Natural-language object grounding data
=== Begin Enclosure ===
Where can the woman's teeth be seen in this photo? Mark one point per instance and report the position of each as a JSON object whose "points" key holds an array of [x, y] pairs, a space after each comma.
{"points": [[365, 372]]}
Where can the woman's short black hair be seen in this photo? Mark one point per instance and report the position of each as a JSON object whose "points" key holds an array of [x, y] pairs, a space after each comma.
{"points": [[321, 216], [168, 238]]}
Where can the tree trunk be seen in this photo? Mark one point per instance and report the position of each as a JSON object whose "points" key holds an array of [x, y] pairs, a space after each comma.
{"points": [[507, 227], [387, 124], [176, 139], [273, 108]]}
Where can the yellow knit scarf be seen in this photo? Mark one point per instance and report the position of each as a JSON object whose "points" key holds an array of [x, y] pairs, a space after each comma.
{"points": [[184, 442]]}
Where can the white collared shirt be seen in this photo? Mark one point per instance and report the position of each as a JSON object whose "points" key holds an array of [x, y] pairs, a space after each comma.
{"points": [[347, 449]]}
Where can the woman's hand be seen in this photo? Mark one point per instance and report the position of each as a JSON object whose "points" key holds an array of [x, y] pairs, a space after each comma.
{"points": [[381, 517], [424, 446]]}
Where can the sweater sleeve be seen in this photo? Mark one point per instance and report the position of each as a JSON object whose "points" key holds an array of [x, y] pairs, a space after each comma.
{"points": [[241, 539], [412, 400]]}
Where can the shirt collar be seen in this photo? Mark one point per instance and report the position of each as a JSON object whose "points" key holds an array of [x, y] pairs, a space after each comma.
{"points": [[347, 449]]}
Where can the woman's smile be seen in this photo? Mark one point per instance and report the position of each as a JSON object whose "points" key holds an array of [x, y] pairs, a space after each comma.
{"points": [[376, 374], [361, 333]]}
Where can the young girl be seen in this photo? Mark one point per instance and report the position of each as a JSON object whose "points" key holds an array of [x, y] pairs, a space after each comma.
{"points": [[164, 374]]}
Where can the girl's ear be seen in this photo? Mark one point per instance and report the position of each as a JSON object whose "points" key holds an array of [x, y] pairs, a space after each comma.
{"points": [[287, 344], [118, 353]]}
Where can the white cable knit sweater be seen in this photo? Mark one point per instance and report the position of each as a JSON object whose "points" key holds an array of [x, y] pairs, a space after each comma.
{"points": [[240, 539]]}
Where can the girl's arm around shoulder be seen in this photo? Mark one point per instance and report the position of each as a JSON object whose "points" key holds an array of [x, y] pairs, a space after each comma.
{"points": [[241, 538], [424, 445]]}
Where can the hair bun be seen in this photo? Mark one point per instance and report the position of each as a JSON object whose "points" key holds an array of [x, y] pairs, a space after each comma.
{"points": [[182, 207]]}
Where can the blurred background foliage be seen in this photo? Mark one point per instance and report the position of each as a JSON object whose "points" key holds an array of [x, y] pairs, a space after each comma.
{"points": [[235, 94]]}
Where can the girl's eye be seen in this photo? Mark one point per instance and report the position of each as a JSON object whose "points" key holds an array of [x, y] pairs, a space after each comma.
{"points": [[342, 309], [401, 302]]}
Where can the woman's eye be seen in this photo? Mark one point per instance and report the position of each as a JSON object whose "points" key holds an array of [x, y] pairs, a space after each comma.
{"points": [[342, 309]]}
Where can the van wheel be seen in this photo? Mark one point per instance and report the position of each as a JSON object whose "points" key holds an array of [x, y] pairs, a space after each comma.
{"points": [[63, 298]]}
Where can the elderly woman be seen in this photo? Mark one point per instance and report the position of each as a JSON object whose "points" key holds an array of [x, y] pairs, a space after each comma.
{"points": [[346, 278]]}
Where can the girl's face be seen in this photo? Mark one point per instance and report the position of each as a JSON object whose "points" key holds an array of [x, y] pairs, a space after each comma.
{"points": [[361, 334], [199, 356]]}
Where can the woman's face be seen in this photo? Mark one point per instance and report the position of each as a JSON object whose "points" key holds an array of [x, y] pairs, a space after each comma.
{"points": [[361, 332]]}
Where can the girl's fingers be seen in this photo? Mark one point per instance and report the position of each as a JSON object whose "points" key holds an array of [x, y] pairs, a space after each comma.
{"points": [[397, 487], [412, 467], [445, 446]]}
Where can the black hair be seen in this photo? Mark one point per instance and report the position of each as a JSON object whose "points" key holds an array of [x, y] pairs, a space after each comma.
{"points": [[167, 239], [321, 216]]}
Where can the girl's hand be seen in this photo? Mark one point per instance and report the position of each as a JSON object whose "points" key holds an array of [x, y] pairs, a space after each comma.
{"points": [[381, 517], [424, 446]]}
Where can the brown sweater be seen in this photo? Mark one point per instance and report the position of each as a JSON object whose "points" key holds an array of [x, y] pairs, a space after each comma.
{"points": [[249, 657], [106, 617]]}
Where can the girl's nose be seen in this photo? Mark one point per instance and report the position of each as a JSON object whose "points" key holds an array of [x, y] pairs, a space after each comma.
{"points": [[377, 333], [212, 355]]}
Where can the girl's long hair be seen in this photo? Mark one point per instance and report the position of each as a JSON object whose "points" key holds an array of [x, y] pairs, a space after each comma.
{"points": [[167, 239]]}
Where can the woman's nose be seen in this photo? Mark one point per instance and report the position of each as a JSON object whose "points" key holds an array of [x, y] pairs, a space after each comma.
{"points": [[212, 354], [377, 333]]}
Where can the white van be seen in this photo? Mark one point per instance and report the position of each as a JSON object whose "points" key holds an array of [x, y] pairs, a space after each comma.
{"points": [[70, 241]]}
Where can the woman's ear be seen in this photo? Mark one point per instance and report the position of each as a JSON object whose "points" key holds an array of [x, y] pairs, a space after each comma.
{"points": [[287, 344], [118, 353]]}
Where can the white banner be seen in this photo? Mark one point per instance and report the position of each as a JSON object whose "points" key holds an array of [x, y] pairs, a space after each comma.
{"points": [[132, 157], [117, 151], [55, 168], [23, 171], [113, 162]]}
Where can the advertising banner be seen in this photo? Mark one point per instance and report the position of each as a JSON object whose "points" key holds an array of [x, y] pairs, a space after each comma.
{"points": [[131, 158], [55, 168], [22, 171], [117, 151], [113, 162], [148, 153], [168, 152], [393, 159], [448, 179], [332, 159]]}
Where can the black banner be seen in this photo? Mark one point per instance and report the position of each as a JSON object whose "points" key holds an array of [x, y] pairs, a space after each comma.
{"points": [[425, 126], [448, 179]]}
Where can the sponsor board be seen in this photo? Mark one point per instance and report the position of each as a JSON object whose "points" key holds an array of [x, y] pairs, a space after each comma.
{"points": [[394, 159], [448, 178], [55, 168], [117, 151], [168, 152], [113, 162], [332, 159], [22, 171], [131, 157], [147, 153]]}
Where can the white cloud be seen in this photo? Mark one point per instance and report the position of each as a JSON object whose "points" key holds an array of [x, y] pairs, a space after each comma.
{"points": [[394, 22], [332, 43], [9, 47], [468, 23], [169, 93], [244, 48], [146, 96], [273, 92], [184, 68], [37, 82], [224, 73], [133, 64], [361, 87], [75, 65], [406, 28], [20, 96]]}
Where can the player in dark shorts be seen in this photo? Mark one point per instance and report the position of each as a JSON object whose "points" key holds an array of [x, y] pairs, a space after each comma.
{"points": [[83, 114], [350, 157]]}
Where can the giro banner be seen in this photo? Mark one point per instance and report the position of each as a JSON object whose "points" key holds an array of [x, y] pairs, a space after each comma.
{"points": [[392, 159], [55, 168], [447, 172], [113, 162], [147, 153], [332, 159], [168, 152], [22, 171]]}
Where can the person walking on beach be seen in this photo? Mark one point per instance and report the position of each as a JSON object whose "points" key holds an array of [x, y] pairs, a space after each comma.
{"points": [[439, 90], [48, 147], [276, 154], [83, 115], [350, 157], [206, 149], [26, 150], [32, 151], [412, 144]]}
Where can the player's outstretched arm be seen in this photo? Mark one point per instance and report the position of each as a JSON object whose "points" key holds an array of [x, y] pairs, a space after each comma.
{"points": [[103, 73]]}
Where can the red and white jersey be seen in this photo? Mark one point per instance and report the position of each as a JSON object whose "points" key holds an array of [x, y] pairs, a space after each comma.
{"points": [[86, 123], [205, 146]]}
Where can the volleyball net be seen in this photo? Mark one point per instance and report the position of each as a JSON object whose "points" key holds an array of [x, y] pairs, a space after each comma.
=== End Enclosure ===
What the exercise asks:
Your answer should hold exactly the lines from the one containing "Where can the red" through the end of the entries above, and nothing else.

Solution to this exercise:
Where can the red and white jersey be seen in this photo? Mark one point per instance and report the position of each as a JSON object whose "points" key holds an array of [x, y] pairs, a space after each comma.
{"points": [[86, 123], [205, 146]]}
Where can the volleyball net be seen in this photo? Mark one point per instance and report the position of each as a JSON object whose "points" key holds an array of [x, y] pairs, a space after each comma.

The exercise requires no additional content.